Records from a collection
• • • •

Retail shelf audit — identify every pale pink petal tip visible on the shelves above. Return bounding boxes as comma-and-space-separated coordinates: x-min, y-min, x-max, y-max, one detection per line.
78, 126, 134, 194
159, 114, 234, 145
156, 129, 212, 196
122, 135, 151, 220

• • • •

WORK TO BE COMPLETED:
Reproduce every line of the records above word for word, with no changes.

RESPONSE TO THE TASK:
Retail shelf audit — identify every pale pink petal tip visible on the shelves above. Return bounding boxes as comma-and-space-separated coordinates: x-min, y-min, x-max, y-max, one detection per line.
78, 126, 134, 194
159, 114, 234, 145
156, 129, 212, 196
122, 135, 151, 220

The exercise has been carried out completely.